## REQUIREMENTS
Count the lines in the entries below that contain the string "column". Report only the resulting number.

## RECORDS SHOWN
┄┄┄┄┄┄┄┄┄┄

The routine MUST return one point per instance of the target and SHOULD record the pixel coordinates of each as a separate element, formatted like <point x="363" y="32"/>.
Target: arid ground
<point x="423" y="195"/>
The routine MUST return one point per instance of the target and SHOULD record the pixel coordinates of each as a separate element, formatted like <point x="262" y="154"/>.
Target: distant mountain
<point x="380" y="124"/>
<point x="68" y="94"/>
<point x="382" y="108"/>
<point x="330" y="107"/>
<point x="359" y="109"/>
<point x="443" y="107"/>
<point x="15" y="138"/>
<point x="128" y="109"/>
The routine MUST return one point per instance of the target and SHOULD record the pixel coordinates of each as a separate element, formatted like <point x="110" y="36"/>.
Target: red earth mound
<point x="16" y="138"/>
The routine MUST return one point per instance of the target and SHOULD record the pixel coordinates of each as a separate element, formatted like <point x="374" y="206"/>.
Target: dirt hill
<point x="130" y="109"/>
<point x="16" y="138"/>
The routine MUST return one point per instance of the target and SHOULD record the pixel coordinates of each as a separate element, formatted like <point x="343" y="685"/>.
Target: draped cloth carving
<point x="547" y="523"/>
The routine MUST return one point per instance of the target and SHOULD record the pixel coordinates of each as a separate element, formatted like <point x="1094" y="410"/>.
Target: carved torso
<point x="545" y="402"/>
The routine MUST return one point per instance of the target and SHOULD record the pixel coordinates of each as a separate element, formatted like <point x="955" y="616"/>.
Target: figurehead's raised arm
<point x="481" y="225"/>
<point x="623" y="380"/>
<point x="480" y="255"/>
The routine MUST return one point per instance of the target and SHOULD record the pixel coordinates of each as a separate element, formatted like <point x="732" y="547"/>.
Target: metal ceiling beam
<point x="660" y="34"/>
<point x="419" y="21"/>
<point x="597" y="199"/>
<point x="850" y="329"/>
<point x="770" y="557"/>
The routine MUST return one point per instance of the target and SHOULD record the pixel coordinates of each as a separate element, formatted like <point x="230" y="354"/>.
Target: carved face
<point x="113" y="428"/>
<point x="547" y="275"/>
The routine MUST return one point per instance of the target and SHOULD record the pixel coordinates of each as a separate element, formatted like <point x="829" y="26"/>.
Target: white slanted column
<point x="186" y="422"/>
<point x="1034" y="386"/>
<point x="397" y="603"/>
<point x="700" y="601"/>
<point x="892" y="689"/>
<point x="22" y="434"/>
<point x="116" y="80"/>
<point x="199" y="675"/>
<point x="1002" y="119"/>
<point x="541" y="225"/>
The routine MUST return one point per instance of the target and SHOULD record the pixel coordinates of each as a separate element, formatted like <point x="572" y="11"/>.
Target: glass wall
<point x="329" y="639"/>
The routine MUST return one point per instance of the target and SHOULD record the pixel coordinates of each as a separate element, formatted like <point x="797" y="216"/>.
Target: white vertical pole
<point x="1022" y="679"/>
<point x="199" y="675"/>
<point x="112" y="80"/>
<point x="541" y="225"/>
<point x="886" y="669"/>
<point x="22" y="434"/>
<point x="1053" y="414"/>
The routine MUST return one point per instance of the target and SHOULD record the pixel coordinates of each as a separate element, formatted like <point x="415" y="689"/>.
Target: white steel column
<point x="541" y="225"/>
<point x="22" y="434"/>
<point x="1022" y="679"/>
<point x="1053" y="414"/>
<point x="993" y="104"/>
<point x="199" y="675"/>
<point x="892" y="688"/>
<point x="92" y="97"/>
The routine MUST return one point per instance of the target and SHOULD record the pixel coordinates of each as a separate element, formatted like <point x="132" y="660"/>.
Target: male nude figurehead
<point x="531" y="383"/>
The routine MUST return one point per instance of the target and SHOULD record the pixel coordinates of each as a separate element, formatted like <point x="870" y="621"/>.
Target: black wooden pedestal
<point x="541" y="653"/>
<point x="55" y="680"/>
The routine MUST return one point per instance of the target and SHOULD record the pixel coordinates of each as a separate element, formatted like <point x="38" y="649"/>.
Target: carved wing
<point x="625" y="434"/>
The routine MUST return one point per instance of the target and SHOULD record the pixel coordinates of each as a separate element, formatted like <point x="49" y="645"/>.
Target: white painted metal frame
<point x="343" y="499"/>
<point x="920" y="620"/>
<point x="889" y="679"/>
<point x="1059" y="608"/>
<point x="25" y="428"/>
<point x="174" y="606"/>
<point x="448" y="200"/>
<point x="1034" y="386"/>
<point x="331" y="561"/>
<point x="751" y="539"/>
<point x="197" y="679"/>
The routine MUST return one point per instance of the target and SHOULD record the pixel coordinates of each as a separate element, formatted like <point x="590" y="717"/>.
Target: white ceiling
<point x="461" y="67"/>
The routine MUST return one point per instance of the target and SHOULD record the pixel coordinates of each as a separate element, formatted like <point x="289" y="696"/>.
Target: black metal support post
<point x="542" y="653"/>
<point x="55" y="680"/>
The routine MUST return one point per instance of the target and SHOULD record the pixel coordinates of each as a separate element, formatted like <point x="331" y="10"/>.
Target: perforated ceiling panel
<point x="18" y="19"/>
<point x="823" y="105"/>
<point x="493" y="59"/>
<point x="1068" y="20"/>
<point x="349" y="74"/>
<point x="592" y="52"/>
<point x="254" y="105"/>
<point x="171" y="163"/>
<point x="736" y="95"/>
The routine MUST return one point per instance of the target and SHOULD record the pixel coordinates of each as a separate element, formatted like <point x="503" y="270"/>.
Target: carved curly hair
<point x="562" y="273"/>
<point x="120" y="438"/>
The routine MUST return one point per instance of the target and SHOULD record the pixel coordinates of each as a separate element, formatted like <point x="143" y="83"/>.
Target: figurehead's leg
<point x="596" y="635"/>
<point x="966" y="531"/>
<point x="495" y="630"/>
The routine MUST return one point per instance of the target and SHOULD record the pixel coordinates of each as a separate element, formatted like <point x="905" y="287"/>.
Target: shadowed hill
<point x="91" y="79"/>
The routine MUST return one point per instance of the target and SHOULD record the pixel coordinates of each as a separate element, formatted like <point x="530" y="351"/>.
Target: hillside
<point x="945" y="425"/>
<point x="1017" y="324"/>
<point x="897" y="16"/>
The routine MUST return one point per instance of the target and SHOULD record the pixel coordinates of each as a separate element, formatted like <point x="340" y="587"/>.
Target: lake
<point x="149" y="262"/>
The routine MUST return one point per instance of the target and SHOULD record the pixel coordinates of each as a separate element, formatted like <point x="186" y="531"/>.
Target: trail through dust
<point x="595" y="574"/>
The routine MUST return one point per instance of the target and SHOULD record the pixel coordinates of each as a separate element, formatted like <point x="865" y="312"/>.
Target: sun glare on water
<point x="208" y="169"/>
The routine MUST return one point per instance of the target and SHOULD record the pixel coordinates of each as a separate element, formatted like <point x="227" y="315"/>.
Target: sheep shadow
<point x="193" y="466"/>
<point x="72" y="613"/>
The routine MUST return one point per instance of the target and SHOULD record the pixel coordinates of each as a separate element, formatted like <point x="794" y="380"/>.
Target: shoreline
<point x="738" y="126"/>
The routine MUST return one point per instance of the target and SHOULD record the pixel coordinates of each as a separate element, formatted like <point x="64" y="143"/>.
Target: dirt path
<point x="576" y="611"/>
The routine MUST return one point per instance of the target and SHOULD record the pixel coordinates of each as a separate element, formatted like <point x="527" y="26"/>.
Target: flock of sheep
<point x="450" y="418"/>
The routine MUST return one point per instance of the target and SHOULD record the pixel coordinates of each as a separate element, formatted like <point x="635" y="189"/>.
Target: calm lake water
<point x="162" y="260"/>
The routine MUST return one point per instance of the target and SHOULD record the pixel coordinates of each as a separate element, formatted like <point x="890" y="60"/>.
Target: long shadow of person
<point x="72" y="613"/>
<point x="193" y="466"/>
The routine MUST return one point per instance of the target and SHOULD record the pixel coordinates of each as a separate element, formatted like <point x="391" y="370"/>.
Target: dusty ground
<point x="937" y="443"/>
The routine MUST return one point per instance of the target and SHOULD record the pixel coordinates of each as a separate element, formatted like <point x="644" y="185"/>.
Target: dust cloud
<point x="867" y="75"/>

┄┄┄┄┄┄┄┄┄┄

## TASK OUTPUT
2